■ Given instruction 1
Duplicate everything from "Back to Active" down to "is this normal?" in the forum post about jealousy below, word for word.
■ Given instruction 2
Using the forum post about jealousy below, say whether each statement agrees with it. Answer yes or no, and quote the words that decide it. (a) The asker's boyfriend knows she is jealous. (b) The asker was the one traveling and doing shoots when the two of them met. (c) The first response comes from a man.
■ Given instruction 3
In the forum post about jealousy below, list every single word the asker uses to name a feeling of her own.

■ Extract provided
● ● ● ● ● ● ●
Back to Active Questions

Active Questions

I am jealous of my boyfriend's success.
Dating / 3:58 PM - Saturday March 23, 2013

i am jealous of my boyfriend's success.

i just admit to myself that the real reason why i am angry is because i am very jealous of him. i am proud of him but still jealous. We are both creative ppl and his career is taking off and i am stuck behind a desk. now he is traveling, doing shoots... i was the one doing that when we met, but now, i have no life and no money and i am green in the face. he doesnt know that i am jealous and i shouldn't be, and i pick fights because i am mad at myself. I want him to succeed but just not so far out my league... is this normal?

- Asked by Female, 29-35

Read more about the Rating System


No. He deserves not to have a bitch around.

- Response by A Thinker, Female, 29-35

Rating Received:


No - cut it out! You're not supposed to be competing with your mate..the 2 of you are a team who compete against others. See how that works?
● ● ● ● ● ● ●
■ Dataset content
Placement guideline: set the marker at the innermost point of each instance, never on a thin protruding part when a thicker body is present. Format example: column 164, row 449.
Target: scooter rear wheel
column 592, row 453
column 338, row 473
● ● ● ● ● ● ●
■ Correct response 1
Back to Active Questions

Active Questions

I am jealous of my boyfriend's success.
Dating / 3:58 PM - Saturday March 23, 2013

i am jealous of my boyfriend's success.

i just admit to myself that the real reason why i am angry is because i am very jealous of him. i am proud of him but still jealous. We are both creative ppl and his career is taking off and i am stuck behind a desk. now he is traveling, doing shoots... i was the one doing that when we met, but now, i have no life and no money and i am green in the face. he doesnt know that i am jealous and i shouldn't be, and i pick fights because i am mad at myself. I want him to succeed but just not so far out my league... is this normal?

■ Correct response 2
(a) No: "he doesnt know that i am jealous"
(b) Yes: "i was the one doing that when we met"
(c) No: "Response by A Thinker, Female, 29-35"

■ Correct response 3
angry, jealous, proud, mad